** Opening EXTRACTED MATERIAL block **

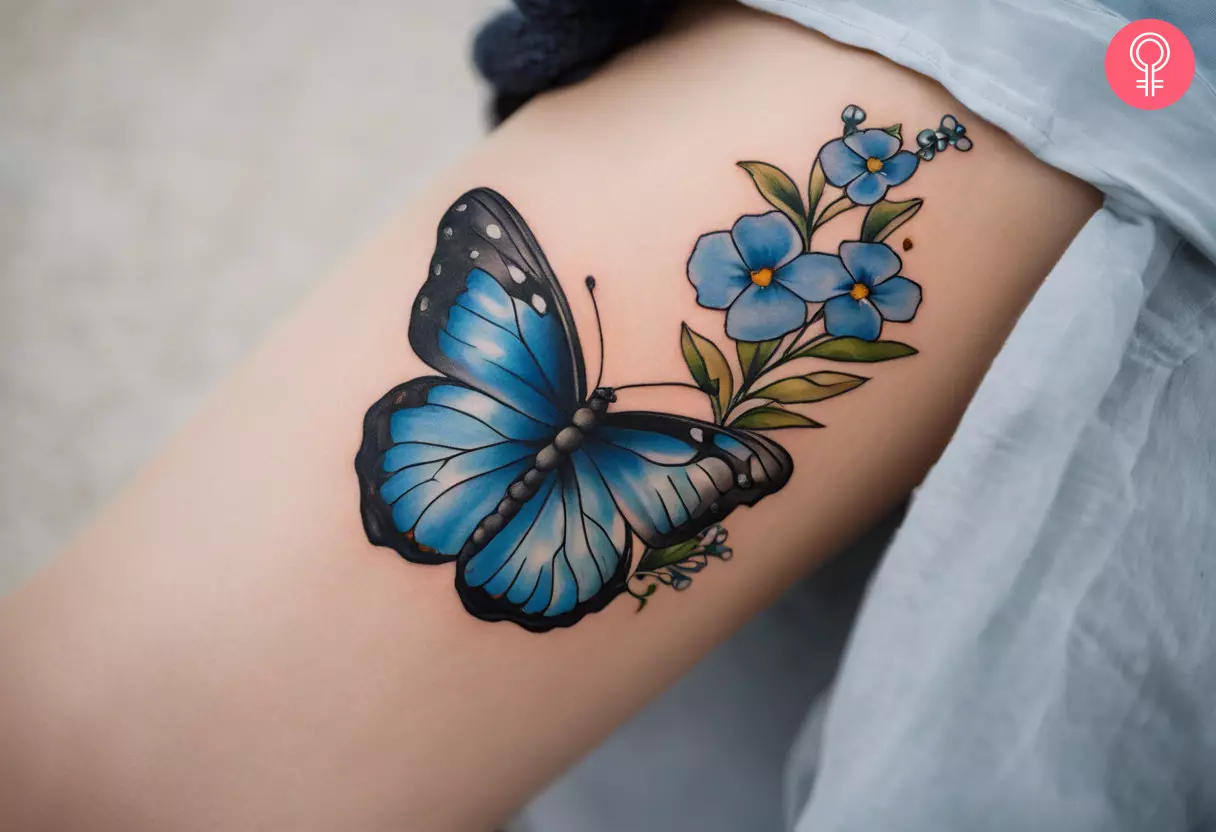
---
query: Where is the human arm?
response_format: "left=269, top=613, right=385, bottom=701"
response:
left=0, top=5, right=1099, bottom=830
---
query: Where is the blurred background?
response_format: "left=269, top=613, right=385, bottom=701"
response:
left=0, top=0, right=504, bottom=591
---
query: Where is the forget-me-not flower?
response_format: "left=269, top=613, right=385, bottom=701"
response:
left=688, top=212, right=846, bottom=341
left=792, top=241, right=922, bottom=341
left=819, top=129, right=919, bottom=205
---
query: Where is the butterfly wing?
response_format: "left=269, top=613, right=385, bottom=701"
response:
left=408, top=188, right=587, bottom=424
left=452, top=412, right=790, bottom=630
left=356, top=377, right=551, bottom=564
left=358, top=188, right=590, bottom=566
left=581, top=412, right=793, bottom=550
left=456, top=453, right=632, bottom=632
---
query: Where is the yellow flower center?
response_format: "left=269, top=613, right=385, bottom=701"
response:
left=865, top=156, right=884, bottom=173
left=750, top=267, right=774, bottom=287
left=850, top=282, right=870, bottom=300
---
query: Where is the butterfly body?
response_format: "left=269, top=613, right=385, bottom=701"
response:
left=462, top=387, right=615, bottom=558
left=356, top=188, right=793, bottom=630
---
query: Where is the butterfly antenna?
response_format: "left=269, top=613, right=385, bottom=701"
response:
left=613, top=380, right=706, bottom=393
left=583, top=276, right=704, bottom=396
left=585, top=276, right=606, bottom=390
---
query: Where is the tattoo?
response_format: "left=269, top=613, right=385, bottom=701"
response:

** Closing EXTRACTED MATERIAL block **
** Opening EXTRACTED MATERIAL block **

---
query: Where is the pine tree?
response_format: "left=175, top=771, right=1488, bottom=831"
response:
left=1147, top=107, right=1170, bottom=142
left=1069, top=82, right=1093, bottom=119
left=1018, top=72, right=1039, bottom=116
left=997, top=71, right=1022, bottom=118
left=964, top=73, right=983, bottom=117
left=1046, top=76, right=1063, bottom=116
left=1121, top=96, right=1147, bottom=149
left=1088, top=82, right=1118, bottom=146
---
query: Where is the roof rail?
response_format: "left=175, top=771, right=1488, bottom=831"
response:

** Closing EXTRACTED MATERIAL block **

* [REQUIRED ACTION]: Report every line of the data in which "butterfly" appears.

* [ANSWER SPACE]:
query: Where is the butterfly wing?
query: Where is the butterfly body?
query: Where is the butterfly antenna?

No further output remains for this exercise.